Consigne:
Dans l'extrait sur le doublage au Québec, quelle langue un comédien-doubleur canadien doit-il adopter ?

Extrait du texte:
=======

Langue officielle-artificielle

Doubleurs et directeurs de plateau s’accordent à dire que le doublage favorise la « démocratisation » du cinéma.
Pourtant, au Québec, la maîtrise de l’anglais progresse, le taux de bilinguisme avoisinant les 50 %. Mais un chiffre en cache un autre : plus de 50 % des Québécois sont considérés comme analphabètes fonctionnels. Éric Plourde, traducteur enseignant à l’université de Montréal, rit : « Parler de démocratisation revient à adopter le même discours qu’en France : “le doublage, c’est pour la plèbe”, un outil de distinction sociale. Au Québec, il a beaucoup été utilisé comme un rempart contre l’anglais, quasi omniprésent. Le fait qu’on parle encore français ici est en partie dû à cette pratique. »

 

« Au Québec, le doublage a beaucoup été utilisé comme un rempart contre l’anglais. Le fait qu’on parle encore français ici est en partie dû à cette pratique. » Éric Lourde, linguiste

 

Même si l’« esprit de clocher » transpire dans la Belle Province, un comédien-doubleur canadien doit adopter une autre langue, débarrassée de toute forme de particularisme : le « français international ». Une pure invention de l’industrie, dont le souci de crédibilité vise aussi à élargir au maximum l’audimat et les profits générés par un film. « Dans cette perspective-là, on ne va pas commencer à faire des expériences linguistiques », ironise le traducteur, originaire d’une ville minière en Abitibi-Témiscamingue. « Il y a des pays qui ont volontairement choisi le doublage, pas seulement parce que c’était moins cher qu’un remake [une spécialité des riches majors américaines – Nda], mais parce qu’ils voulaient imposer une seule langue. » Ce ne serait pas un hasard si les industries de postproduction les plus prospères ont fleuri dans la France coloniale – où le doublage a été promu par l’ancêtre du CNC sous Pétain –, l’Italie fasciste, l’Espagne de Franco et l’Allemagne nazie. L’adaptation audiovisuelle est affaire de consensus, quitte à neutraliser une langue ou perpétuer certains clichés. « La manipulation du texte se fait à toutes les étapes, même dans le choix des voix », poursuit le traducteur, endurci par son expérience de doubleur pour une chaîne de télévision érotique : une voix grave, censée être plus virile, pour un héros ; le français québécois cantonné à une seule couche sociale, ouvriers ou non éduqués.

=======

Données:

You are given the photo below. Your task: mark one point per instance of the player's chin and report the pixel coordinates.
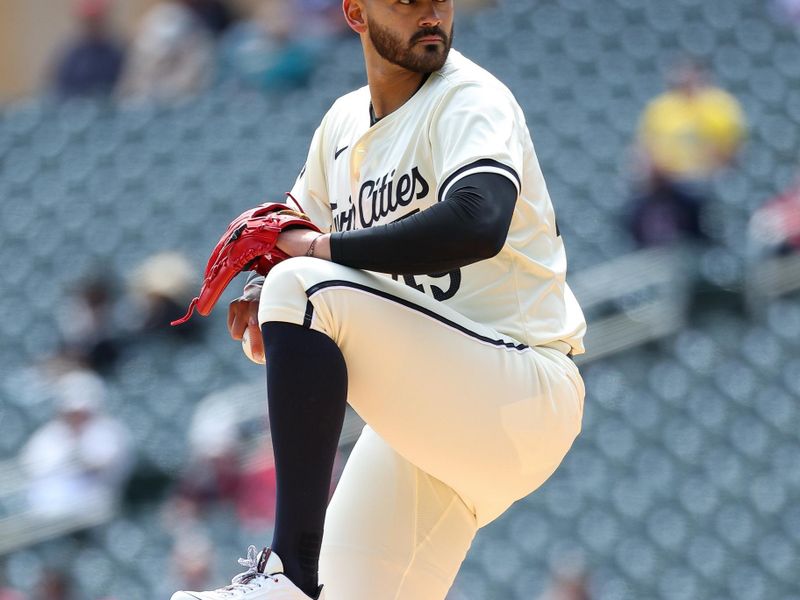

=======

Réponse:
Le « français international », débarrassé de toute forme de particularisme.